---- Input material

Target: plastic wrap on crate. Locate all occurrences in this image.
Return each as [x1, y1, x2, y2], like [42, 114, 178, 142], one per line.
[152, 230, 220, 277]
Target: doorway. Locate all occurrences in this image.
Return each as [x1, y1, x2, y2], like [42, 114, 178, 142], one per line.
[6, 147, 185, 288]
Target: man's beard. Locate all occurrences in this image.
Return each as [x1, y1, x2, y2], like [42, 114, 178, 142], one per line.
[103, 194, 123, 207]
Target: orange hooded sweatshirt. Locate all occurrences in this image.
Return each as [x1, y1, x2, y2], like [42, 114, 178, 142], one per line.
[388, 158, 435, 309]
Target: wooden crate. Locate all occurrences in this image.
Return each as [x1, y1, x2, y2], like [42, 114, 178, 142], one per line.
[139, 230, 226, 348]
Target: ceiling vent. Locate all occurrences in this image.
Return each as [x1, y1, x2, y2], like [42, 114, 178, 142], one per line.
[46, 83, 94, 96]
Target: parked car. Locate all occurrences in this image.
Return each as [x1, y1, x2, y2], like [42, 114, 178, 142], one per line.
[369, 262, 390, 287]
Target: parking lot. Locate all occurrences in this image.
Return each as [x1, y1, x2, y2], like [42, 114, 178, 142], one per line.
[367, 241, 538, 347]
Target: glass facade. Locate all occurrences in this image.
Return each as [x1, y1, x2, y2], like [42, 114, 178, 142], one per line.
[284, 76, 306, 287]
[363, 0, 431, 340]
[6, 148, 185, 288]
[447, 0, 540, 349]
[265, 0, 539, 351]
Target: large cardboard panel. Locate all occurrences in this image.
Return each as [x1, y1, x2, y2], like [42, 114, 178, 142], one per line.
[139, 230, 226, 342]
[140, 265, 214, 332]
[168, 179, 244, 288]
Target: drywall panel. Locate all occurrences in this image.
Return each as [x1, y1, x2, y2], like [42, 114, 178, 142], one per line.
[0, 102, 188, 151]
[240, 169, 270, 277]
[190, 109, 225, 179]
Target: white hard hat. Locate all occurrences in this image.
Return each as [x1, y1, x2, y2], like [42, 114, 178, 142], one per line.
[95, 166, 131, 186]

--------

* **Requirement**:
Quote each line of the data above exactly as written.

* **Output of the task**:
Target: plastic wrap on crate. Locate all occurrences in this image.
Return each as [x1, y1, x2, y2], like [42, 114, 178, 142], one per line.
[152, 230, 220, 277]
Target: doorway. Locate all occurrences in this image.
Return each as [x1, y1, x2, y2], like [42, 114, 178, 142], one per line.
[6, 147, 185, 288]
Target: man's beard. Locate all occurrences in this image.
Return each as [x1, y1, x2, y2], like [42, 114, 178, 142], one per line.
[103, 194, 123, 207]
Target: orange hooded sweatshirt. Locate all occurrences in this image.
Return each as [x1, y1, x2, y2], like [42, 114, 178, 142], one per line.
[388, 158, 435, 309]
Target: wooden crate. Locate all occurrences in this image.
Return each as [x1, y1, x2, y2], like [42, 114, 178, 142], one per line.
[139, 230, 226, 348]
Target: ceiling vent. Locate all occurrences in this image.
Return each as [x1, y1, x2, y2], like [42, 114, 178, 142], one per line.
[46, 83, 94, 96]
Target: parked car. Locate all occurrences in this image.
Return each as [x1, y1, x2, y2], like [42, 114, 178, 142], one per line.
[369, 262, 390, 287]
Target: parking lot. Locate all occurrences in this image.
Return each as [x1, y1, x2, y2], like [42, 114, 178, 142], one per line.
[367, 241, 538, 347]
Target: glass facade. Locate all occurrences in this image.
Return each as [x1, y1, x2, y2], like [42, 114, 178, 142], one per line.
[284, 76, 306, 287]
[363, 0, 431, 340]
[6, 148, 185, 288]
[447, 0, 540, 349]
[265, 0, 539, 351]
Target: large cardboard panel. Locate all occurrences in this image.
Return each as [x1, y1, x2, y2], like [42, 114, 178, 142], one per line.
[139, 230, 226, 342]
[140, 265, 214, 332]
[168, 179, 244, 288]
Target: drywall panel. Locate all occurrences in this image.
Return each as [x1, y1, x2, y2], like [42, 114, 178, 142], one per line.
[0, 102, 188, 151]
[240, 169, 270, 277]
[190, 109, 225, 179]
Target: white hard hat. Locate all occurrences in this image.
Return each as [x1, y1, x2, y2], like [42, 114, 178, 142], one per line.
[95, 166, 131, 186]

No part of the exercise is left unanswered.